━━ Data for this exercise ━━

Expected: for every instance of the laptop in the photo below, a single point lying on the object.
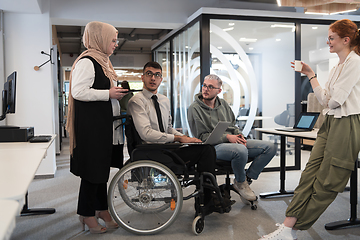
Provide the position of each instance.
(216, 133)
(305, 122)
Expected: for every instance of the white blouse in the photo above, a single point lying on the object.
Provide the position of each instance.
(83, 77)
(341, 95)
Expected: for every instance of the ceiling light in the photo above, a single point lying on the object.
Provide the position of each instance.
(247, 39)
(228, 29)
(284, 26)
(323, 7)
(351, 10)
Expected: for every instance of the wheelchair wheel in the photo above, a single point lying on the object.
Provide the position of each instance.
(198, 225)
(145, 197)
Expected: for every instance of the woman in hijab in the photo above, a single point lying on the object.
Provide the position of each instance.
(90, 123)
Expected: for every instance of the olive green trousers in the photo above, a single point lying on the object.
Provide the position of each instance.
(328, 170)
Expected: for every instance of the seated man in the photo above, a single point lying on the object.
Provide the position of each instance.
(151, 115)
(203, 115)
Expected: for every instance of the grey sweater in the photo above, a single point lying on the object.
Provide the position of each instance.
(203, 119)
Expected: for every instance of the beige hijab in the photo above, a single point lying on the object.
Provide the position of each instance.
(97, 38)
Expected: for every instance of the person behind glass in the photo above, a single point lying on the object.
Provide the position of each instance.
(143, 111)
(90, 123)
(203, 115)
(337, 144)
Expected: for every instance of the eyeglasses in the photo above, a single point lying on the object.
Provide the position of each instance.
(150, 74)
(330, 39)
(210, 87)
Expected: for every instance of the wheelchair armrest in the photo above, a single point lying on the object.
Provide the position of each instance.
(147, 146)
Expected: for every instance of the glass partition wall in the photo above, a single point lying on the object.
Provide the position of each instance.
(252, 56)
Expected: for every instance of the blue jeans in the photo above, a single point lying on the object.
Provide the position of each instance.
(260, 151)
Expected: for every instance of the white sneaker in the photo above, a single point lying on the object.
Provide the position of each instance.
(244, 190)
(282, 233)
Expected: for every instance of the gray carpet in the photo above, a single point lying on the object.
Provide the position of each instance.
(241, 223)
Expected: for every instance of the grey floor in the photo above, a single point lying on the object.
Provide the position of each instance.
(241, 223)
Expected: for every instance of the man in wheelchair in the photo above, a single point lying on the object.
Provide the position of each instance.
(150, 112)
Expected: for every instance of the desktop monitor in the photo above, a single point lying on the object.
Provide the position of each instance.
(9, 96)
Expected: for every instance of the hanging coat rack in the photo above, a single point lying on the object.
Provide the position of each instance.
(36, 68)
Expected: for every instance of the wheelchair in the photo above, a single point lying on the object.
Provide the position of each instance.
(145, 196)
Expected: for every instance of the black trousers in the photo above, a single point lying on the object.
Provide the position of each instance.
(92, 197)
(204, 156)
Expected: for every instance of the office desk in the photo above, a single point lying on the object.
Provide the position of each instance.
(18, 164)
(27, 145)
(8, 212)
(305, 135)
(257, 118)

━━━

Copy all the lines of data exactly as they appear, dropping any images.

Expected output:
Expected: for every instance of the laptop in the photo below, a single point lying on the object.
Provide the position of each instance.
(216, 133)
(305, 122)
Expected: for every instance of the white blouse in the photo above, a single point lying on the object.
Provide the position of each instance.
(83, 77)
(341, 95)
Expected: for every instance of the ceiling light in the photo above, a single point lying on the object.
Provide the position of each instance.
(247, 39)
(228, 29)
(284, 26)
(323, 7)
(351, 10)
Expected: for every instance of the wheelchair wheel in the photo above, a single point lying on the object.
Provide the position of each instance.
(198, 225)
(145, 197)
Expected: for every instance of the woman in hijab in the photo above, a single point lying on the object.
Provide the position of each instance.
(90, 123)
Expected: for every instance of the olive green trousers in the photo above, a single point lying on the object.
Provide the position of each instance.
(328, 170)
Expected: for every instance of the seated man in the photo above, a single point lying on the object.
Provide the position of each instance.
(151, 115)
(203, 115)
Expected: for every instance of the grey sweater in the photo above, a single point lying on the object.
Provide the position of each instance.
(203, 119)
Expected: for every instance of the beige hijab in the photo above, a single point lying on the object.
Provide the position of each instance.
(97, 38)
Expected: for every instance of the person behind glass in the photo above, a single point lying on the object.
Provide the position of each instance.
(143, 111)
(90, 123)
(203, 115)
(337, 144)
Expected: for every instance of the eyeglasses in the photo above, a single point lying on the object.
Provide the position of each instance.
(150, 74)
(330, 39)
(210, 87)
Expected: for every instance of the wheelchair armrest in the photo above, a single point lying on the object.
Provide the position of each instance.
(147, 146)
Expected: for every instance of the glass partition wall in the photo above, a single point lying on the object.
Provide the position of each instance.
(252, 56)
Expected: for every instance of the blue jeans in the photo above, a single point lying on the object.
Provide the position of each instance.
(260, 151)
Expected: for every instance of the white sneaker in the photo above, a single point lying on the object.
Provide the position of each instance.
(244, 190)
(282, 233)
Expected: for every instance of the gray carpet in the photo above, a single point lying on the object.
Provide the position of each instance.
(241, 223)
Expected: for every instance of the grey floor in the photo above, a single point lying on the object.
Provide the position of each instance.
(241, 223)
Expected: for every instance of the man in wheelchair in the photo above, a single point lying on the object.
Provide the position of each instance.
(150, 112)
Expected: for every instance of the desktop monitor in the photo above, a single point lying on the object.
Provide the position of each instance.
(9, 96)
Expected: for every instance of the hanging coat rack in the photo above, a single point lying on the object.
Provide the position of each instance.
(36, 68)
Expected: for every instance of the wheelchair in the photo above, a single point lying on the object.
Provide the position of each instance.
(145, 196)
Expected: for every instance of the black trousers in the photo above, a single point lying on the object.
Provide the position of each instance.
(92, 197)
(204, 156)
Expected: for every instance of the office desk in the photo above, a single point lying on the object.
Provide the position of each instance.
(18, 164)
(27, 145)
(8, 212)
(305, 135)
(257, 118)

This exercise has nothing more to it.